# Exercise goal
In the entries that follow, find the line containing "For the cliff"; from there, copy every line exactly through the line containing "For the deep".

# Extracted records
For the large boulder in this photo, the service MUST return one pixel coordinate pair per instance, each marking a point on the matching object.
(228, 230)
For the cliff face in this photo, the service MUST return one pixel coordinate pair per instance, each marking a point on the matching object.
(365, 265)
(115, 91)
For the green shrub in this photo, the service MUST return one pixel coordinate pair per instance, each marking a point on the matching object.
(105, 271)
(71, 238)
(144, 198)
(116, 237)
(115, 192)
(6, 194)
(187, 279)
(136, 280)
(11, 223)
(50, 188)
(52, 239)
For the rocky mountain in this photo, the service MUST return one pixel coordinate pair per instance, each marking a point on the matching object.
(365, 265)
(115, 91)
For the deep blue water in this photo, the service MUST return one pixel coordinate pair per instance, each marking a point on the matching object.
==
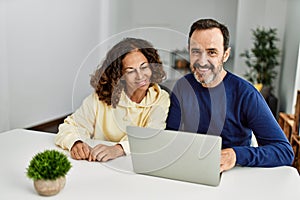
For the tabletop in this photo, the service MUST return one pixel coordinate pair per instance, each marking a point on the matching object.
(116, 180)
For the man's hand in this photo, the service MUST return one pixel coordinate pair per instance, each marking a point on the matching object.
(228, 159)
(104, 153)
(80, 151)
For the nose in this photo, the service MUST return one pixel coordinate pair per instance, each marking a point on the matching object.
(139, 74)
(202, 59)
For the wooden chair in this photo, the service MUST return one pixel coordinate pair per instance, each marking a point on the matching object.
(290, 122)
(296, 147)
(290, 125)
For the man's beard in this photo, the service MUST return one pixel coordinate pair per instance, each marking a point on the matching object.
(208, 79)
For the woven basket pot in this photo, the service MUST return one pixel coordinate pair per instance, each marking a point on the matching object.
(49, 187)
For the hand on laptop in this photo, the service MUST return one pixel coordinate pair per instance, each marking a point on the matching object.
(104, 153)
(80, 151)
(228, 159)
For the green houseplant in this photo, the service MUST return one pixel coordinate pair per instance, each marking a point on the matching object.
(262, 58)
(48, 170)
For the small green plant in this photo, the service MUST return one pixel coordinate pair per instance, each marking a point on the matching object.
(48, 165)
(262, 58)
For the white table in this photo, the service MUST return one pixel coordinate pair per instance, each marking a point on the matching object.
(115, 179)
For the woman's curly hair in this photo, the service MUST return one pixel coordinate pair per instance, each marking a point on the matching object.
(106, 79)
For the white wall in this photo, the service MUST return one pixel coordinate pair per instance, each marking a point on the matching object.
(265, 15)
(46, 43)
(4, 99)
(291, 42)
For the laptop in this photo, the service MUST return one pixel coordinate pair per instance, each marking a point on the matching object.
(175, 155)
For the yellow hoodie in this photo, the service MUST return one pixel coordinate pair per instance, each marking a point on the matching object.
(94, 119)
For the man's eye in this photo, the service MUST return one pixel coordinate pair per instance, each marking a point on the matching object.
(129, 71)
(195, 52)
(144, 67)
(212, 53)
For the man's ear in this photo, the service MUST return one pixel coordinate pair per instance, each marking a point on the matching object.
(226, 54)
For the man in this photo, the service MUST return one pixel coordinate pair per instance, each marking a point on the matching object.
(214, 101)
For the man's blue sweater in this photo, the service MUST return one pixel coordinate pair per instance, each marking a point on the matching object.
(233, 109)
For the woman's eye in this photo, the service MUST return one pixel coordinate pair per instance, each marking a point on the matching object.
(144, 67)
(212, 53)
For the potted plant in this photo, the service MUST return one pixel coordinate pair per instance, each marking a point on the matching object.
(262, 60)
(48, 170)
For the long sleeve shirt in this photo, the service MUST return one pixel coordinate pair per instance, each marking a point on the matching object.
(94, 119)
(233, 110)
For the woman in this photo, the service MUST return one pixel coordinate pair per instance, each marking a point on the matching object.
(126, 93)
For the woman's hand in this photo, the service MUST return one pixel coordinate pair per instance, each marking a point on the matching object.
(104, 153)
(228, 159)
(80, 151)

# Expected answer
For the cliff face in this photo, the service MUST return one pixel coordinate pair per instance, each marking a point on the matching object.
(365, 265)
(115, 91)
For the green shrub in this photo, the service MUST return one pixel coordinate pair per instance, each marking a point on the matching object.
(105, 271)
(71, 238)
(144, 198)
(116, 237)
(115, 192)
(6, 194)
(187, 279)
(136, 280)
(11, 223)
(50, 188)
(52, 239)
For the rocky mountain in this photo, the service MUST return one pixel coordinate pair per instance, each marking a point on the matching object.
(365, 265)
(115, 91)
For the deep blue water in this photo, the service MUST return one pixel coordinate pair per instance, each marking a point on the matching object.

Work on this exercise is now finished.